* WHAT YOU HAVE TO DO: Copy each line of the material below that contains the word "segment". Uppercase and lowercase letters count as different.

━━━━━ RECORDS

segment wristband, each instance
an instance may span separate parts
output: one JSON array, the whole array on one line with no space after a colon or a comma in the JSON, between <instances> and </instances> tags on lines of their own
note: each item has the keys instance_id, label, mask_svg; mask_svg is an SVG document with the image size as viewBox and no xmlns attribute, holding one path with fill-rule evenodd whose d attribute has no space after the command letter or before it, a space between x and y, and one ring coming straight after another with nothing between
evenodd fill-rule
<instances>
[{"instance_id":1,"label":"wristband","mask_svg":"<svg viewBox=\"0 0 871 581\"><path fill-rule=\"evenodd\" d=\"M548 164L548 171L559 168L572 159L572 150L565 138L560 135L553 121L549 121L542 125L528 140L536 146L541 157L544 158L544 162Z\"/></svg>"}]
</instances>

━━━━━━━━━━
━━━━━ RECORDS

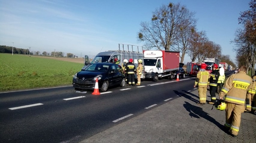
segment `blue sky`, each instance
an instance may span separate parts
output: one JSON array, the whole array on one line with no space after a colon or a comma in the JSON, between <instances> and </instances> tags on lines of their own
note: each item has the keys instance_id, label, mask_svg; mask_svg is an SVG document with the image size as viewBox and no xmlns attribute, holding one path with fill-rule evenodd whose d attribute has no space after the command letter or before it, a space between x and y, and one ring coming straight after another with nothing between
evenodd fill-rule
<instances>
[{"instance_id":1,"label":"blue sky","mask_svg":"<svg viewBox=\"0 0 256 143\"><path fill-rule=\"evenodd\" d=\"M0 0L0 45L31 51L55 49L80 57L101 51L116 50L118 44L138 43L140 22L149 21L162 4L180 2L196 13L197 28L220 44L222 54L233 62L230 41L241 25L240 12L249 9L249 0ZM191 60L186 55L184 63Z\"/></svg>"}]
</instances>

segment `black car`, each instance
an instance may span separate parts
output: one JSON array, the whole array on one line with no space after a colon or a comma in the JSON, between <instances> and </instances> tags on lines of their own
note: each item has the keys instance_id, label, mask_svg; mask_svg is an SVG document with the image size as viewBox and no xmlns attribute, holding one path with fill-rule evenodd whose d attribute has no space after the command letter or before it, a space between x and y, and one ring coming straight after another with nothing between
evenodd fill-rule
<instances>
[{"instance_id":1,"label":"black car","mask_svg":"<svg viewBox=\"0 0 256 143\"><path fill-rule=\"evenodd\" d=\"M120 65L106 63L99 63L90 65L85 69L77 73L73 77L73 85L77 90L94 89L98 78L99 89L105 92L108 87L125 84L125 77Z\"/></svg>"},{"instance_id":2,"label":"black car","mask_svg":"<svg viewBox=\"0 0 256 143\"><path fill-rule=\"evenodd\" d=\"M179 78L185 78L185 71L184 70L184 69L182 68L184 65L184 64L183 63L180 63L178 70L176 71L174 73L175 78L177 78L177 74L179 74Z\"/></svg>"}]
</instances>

━━━━━━━━━━

* CORRECT RESULT:
segment wristband, each instance
segment `blue sky`, each instance
segment `black car`, each instance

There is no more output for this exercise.